Format each line of the records below as a JSON list of strings, one string per line, with blank lines omitted. Leave the pictures out of the list.

— START DATA SHOWN —

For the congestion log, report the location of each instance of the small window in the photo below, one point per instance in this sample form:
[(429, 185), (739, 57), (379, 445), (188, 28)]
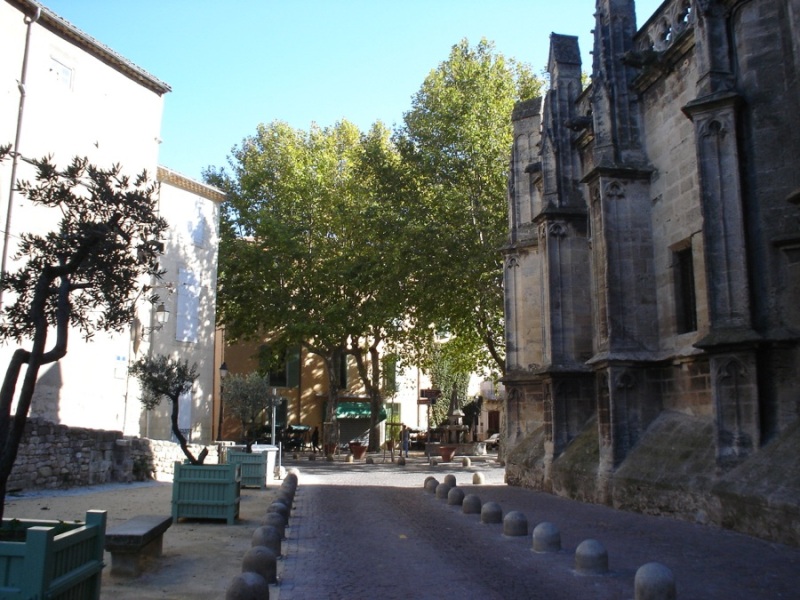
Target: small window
[(685, 299), (282, 369), (61, 73), (389, 374)]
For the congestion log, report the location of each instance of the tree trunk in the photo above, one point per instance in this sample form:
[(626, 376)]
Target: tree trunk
[(179, 435)]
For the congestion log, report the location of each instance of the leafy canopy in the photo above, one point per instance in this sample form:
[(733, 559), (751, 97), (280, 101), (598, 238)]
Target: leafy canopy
[(456, 141)]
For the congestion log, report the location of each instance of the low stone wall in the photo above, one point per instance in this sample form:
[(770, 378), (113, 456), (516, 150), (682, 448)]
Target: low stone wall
[(55, 456)]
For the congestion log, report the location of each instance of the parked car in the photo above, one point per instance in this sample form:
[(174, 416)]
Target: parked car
[(493, 441)]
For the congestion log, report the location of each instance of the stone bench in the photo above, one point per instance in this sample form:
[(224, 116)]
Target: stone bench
[(130, 542)]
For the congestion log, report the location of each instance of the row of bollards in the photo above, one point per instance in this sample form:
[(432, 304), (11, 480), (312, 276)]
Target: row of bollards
[(259, 565), (653, 581)]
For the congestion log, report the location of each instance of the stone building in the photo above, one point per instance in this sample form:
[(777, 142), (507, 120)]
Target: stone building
[(653, 267)]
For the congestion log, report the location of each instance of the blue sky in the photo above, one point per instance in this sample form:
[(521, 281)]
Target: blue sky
[(233, 64)]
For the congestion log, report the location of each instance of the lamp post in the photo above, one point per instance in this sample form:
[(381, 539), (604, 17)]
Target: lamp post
[(274, 400), (223, 373)]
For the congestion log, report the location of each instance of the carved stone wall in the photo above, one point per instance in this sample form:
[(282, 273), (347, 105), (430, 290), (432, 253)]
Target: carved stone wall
[(653, 266)]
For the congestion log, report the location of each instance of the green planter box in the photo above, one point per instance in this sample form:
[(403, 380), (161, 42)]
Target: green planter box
[(254, 467), (56, 560), (206, 492)]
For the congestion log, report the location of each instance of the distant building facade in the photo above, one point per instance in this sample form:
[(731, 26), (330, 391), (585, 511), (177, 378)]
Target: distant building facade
[(653, 266), (65, 94)]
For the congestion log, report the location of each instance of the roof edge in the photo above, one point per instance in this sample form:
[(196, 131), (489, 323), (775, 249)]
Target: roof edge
[(63, 28)]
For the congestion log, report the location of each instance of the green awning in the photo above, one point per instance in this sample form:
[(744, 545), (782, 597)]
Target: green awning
[(356, 410)]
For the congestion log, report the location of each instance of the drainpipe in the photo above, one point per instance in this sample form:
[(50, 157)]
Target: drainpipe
[(29, 21)]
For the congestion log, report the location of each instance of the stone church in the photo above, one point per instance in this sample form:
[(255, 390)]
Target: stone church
[(652, 269)]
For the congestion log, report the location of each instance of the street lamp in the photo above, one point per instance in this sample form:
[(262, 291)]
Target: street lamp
[(274, 400), (223, 373)]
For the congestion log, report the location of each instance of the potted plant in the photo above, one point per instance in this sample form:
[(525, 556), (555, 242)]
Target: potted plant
[(357, 449), (199, 491), (81, 276), (245, 397), (47, 559)]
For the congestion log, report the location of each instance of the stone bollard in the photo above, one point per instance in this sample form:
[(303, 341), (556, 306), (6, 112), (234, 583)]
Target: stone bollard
[(261, 560), (455, 497), (280, 508), (491, 513), (654, 581), (277, 521), (515, 524), (267, 536), (546, 538), (591, 558), (442, 490), (471, 505), (247, 586)]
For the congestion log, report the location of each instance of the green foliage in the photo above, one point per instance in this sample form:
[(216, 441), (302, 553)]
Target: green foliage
[(163, 376), (160, 376), (446, 370), (245, 397), (308, 254), (108, 235), (455, 142)]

— END DATA SHOWN —

*RESULT OF THIS EXERCISE*.
[
  "For the congestion log, report the location of each instance of the small window in the photo below, one point per instance in this sample form:",
  "[(429, 185), (739, 57), (379, 445), (188, 28)]",
  "Target: small window",
  "[(685, 299), (282, 369), (61, 73), (389, 374)]",
  "For the congestion log, report the location of each instance of the tree trunk in the photo above, one point per instance in this sample form:",
  "[(626, 376)]",
  "Target: tree trunk",
  "[(179, 435)]",
  "For the congestion log, report the location of each instance of the leafy canopy in the photo above, one point per instance in this sample form:",
  "[(733, 559), (751, 97), (280, 101), (598, 238)]",
  "Target: leafy canopy",
  "[(456, 141)]",
  "For the congestion log, report the location of each instance of the low stone wall in the photo above, one point per instance in this sample form:",
  "[(770, 378), (113, 456), (516, 150), (682, 448)]",
  "Target: low stone wall",
  "[(55, 456)]",
  "For the congestion log, report the location of each instance of the parked car in the photo above, one point per instance in this sample form:",
  "[(174, 416)]",
  "Target: parked car",
  "[(493, 441)]",
  "For the congestion log, report the location of each instance of the stone bench in the photo above, one point per instance in this sample form:",
  "[(224, 116)]",
  "Target: stone bench",
  "[(130, 542)]",
  "For the congestion log, report the location of each instance of the row of bollards in the photo above, one point per instance in this sample form:",
  "[(432, 304), (11, 480), (312, 276)]",
  "Target: row of bollards",
  "[(259, 565), (653, 581)]",
  "For the congestion log, report the location of each instance of the stone building in the photo above, one point per instance in this sample form:",
  "[(777, 142), (507, 120)]",
  "Target: stone building",
  "[(653, 267)]",
  "For the congestion log, report the location of each instance of the blue sky in the photo above, one point per instance in this sample form:",
  "[(521, 281)]",
  "Target: blue sky",
  "[(233, 64)]",
  "For the congestion log, report the location of each instance of the lamp post in the photo above, one point per instance in this sample form:",
  "[(381, 539), (604, 17)]",
  "Target: lamp post",
  "[(274, 400), (223, 373)]",
  "For the congestion log, report the location of each instance of the carved stone wall in the photo above, one point per instance in this sample form:",
  "[(282, 273), (347, 105), (430, 290), (432, 253)]",
  "Target: carved stone wall",
  "[(653, 266)]",
  "For the congestion log, report the location of each instance of the green planter box in the photo above, one point per instance in this sample form:",
  "[(403, 380), (161, 42)]",
  "Target: green planter box",
  "[(254, 467), (56, 560), (206, 492)]",
  "For the congestion log, report the location of each instance of the distant building facade in the photo above, one point per instance in this sample form:",
  "[(731, 26), (330, 391), (585, 511), (177, 378)]",
  "Target: distant building facade",
  "[(653, 266), (65, 94)]",
  "For the congestion log, report the location of each instance of the roof edge in the photo above, one point per instance in this sample form:",
  "[(196, 131), (489, 323), (775, 249)]",
  "Target: roof edge",
  "[(63, 28)]",
  "For the congestion log, report the location of each instance of the green awning in the photo above, one point per instance in this sample form:",
  "[(744, 545), (782, 597)]",
  "Target: green awning",
  "[(356, 410)]",
  "For the congestion log, report the location of each instance of the drainpipe in the photo above, one point per instance in this sample form:",
  "[(50, 157)]",
  "Target: drainpipe",
  "[(29, 21)]",
  "For the congestion log, report the location of each instance of the stone church in the photo above, one point per instance in this sample form:",
  "[(255, 390)]",
  "Target: stone church",
  "[(652, 269)]",
  "For the congestion log, report the location of each instance of the street lamp in the photo above, one point per instance in this sample form:",
  "[(262, 291)]",
  "Target: street lamp",
  "[(274, 400), (223, 373)]",
  "For the congestion log, report the location of each instance of the potted plant in the photo above, one point per instance in this sample form:",
  "[(525, 556), (555, 242)]",
  "Target: potted plant",
  "[(357, 449), (199, 491), (81, 276), (245, 397), (47, 559)]",
  "For the congestion log, report the location of each instance of the stone bollard in the photo above, one point per instance in this sample form:",
  "[(303, 341), (556, 306), (6, 112), (234, 583)]",
  "Target: stone bollard",
  "[(261, 560), (455, 497), (280, 508), (491, 513), (654, 581), (277, 521), (515, 524), (267, 536), (546, 538), (591, 558), (442, 490), (471, 505), (247, 586)]",
  "For the congestion log, report the location of each instance of the green foliage in the photo above, one point per instance in this sample form:",
  "[(216, 441), (302, 553)]",
  "Target: green foliage",
  "[(163, 376), (160, 376), (446, 370), (245, 397), (308, 254), (108, 235), (455, 142)]"
]